PROBLEM STATEMENT ▸
Below are the records; copy each line in which "lawn" occurs.

(Stored items from a collection)
------------------------------------------------------------------------

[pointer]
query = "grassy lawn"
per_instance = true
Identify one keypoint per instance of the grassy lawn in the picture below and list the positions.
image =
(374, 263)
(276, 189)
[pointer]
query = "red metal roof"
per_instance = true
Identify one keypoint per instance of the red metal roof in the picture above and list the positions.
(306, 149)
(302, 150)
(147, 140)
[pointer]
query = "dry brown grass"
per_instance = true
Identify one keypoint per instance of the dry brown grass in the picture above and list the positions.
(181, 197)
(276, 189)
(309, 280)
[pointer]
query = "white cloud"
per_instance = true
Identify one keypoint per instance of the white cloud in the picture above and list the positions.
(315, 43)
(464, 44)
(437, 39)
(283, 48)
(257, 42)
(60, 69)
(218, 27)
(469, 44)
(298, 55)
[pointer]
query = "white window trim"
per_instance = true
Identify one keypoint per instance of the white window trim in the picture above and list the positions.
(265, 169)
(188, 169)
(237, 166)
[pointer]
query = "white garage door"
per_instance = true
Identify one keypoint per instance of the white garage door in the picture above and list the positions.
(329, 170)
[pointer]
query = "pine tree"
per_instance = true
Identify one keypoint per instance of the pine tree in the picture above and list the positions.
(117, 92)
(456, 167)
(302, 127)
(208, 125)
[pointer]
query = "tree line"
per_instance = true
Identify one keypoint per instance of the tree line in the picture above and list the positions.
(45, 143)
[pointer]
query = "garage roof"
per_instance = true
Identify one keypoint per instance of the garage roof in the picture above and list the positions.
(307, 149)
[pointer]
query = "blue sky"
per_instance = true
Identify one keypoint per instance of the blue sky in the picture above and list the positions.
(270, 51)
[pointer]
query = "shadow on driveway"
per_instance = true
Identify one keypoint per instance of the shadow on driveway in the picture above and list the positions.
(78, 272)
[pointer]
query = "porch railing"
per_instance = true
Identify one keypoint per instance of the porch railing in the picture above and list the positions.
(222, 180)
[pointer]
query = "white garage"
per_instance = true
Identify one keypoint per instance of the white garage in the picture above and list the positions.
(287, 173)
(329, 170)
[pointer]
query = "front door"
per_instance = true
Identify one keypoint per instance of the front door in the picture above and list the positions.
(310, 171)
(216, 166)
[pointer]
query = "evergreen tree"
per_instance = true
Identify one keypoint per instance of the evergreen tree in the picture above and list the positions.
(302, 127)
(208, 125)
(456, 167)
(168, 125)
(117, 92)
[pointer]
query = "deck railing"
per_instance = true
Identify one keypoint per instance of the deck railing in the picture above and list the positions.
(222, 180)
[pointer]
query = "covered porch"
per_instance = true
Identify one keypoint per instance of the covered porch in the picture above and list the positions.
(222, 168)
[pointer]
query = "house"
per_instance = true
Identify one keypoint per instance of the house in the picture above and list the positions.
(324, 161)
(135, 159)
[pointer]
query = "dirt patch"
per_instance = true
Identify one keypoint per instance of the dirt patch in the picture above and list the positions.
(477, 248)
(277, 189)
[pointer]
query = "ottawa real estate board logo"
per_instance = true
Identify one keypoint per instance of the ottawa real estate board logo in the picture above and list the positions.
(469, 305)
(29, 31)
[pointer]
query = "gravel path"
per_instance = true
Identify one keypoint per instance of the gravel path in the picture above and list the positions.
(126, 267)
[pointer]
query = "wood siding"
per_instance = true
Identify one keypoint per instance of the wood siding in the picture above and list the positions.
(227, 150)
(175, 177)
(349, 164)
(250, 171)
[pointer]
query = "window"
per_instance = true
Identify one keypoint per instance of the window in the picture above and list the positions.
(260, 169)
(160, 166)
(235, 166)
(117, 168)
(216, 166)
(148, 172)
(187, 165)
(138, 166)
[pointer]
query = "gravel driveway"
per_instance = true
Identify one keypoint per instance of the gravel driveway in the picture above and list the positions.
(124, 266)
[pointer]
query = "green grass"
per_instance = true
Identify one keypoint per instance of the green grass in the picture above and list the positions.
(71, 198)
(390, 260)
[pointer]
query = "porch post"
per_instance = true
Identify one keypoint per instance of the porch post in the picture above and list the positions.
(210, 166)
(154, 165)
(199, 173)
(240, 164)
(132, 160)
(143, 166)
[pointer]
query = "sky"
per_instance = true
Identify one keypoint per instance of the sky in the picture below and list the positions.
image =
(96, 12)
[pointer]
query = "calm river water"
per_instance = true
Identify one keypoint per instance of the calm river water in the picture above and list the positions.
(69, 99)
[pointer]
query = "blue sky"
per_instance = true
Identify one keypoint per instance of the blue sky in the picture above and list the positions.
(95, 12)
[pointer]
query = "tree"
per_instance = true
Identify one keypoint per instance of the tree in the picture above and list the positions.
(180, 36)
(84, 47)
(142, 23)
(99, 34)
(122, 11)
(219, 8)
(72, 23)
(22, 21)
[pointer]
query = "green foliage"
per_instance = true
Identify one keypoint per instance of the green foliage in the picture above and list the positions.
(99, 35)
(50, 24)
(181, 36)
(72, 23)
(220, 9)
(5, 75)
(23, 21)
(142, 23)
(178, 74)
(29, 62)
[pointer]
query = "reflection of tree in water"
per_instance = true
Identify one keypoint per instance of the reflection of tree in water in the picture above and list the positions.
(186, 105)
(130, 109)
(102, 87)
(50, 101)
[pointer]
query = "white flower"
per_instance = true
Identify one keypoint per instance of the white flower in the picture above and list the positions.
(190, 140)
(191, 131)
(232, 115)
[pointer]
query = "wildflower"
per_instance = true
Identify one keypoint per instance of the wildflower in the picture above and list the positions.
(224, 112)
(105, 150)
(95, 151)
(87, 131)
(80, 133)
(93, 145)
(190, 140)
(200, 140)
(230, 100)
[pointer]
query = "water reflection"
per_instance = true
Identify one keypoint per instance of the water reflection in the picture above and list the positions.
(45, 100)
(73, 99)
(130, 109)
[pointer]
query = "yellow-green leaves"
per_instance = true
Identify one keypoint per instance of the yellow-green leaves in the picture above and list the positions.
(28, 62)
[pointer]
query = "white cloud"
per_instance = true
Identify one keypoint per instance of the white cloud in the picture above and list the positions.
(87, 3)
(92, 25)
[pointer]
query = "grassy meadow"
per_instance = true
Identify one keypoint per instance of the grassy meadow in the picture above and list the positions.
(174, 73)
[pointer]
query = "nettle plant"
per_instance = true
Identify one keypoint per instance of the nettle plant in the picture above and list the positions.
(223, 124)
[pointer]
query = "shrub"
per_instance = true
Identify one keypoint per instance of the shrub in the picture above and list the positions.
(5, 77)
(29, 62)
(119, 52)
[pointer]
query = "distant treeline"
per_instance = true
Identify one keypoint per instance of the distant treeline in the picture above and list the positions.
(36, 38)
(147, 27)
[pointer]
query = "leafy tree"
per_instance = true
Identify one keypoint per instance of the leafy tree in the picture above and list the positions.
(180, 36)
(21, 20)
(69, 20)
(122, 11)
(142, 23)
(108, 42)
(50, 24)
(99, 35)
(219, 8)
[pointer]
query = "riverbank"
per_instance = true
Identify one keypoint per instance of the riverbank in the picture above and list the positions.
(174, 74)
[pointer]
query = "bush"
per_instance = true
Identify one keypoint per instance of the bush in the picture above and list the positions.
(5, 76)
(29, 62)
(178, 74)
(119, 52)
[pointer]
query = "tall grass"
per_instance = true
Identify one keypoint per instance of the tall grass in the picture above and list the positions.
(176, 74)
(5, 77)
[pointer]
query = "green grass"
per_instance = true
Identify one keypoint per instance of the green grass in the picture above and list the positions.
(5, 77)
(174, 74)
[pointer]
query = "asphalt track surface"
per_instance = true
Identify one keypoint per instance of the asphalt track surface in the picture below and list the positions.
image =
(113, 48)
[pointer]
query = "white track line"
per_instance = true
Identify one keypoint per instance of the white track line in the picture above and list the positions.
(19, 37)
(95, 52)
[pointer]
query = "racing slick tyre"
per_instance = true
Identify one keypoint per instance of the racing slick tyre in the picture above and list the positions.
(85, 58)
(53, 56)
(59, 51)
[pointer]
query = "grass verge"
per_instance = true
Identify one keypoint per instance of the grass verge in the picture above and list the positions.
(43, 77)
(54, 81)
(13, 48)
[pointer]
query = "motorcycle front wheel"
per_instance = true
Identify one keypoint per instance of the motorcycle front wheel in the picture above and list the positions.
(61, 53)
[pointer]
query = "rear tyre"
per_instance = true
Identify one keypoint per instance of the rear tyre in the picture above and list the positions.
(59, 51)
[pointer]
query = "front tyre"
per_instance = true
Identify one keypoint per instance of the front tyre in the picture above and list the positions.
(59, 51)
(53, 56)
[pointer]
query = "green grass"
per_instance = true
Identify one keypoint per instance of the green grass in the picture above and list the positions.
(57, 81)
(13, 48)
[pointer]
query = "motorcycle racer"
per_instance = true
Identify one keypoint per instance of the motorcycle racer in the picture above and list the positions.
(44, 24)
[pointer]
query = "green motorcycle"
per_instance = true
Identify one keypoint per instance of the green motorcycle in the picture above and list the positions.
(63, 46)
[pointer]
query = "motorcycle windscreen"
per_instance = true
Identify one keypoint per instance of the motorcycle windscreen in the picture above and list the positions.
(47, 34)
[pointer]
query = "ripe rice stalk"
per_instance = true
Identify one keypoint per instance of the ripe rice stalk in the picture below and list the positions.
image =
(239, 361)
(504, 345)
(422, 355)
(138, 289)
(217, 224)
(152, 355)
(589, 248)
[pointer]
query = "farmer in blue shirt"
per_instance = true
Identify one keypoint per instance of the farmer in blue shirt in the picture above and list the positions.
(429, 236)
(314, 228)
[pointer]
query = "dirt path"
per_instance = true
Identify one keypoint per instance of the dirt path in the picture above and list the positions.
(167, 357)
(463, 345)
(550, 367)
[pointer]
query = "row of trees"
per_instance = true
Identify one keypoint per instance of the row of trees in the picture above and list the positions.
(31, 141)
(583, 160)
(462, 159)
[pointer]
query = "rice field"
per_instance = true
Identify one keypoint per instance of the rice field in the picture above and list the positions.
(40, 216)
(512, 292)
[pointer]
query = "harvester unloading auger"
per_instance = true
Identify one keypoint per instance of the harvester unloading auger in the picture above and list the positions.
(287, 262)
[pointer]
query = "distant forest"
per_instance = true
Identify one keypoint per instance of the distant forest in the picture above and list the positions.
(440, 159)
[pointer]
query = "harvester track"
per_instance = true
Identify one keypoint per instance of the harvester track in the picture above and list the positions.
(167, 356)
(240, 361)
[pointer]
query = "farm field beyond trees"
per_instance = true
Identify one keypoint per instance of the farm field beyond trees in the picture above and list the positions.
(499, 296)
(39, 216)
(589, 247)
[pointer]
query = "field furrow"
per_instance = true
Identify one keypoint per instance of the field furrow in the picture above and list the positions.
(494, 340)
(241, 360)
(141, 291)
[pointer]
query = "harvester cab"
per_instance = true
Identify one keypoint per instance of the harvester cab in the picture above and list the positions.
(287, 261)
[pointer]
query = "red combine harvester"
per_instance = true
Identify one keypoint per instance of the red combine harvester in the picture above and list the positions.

------------------------------------------------------------------------

PROBLEM SOLUTION ▸
query = "grassy lawn"
Identify one keypoint per instance of the grassy lawn in the picture below and list the positions.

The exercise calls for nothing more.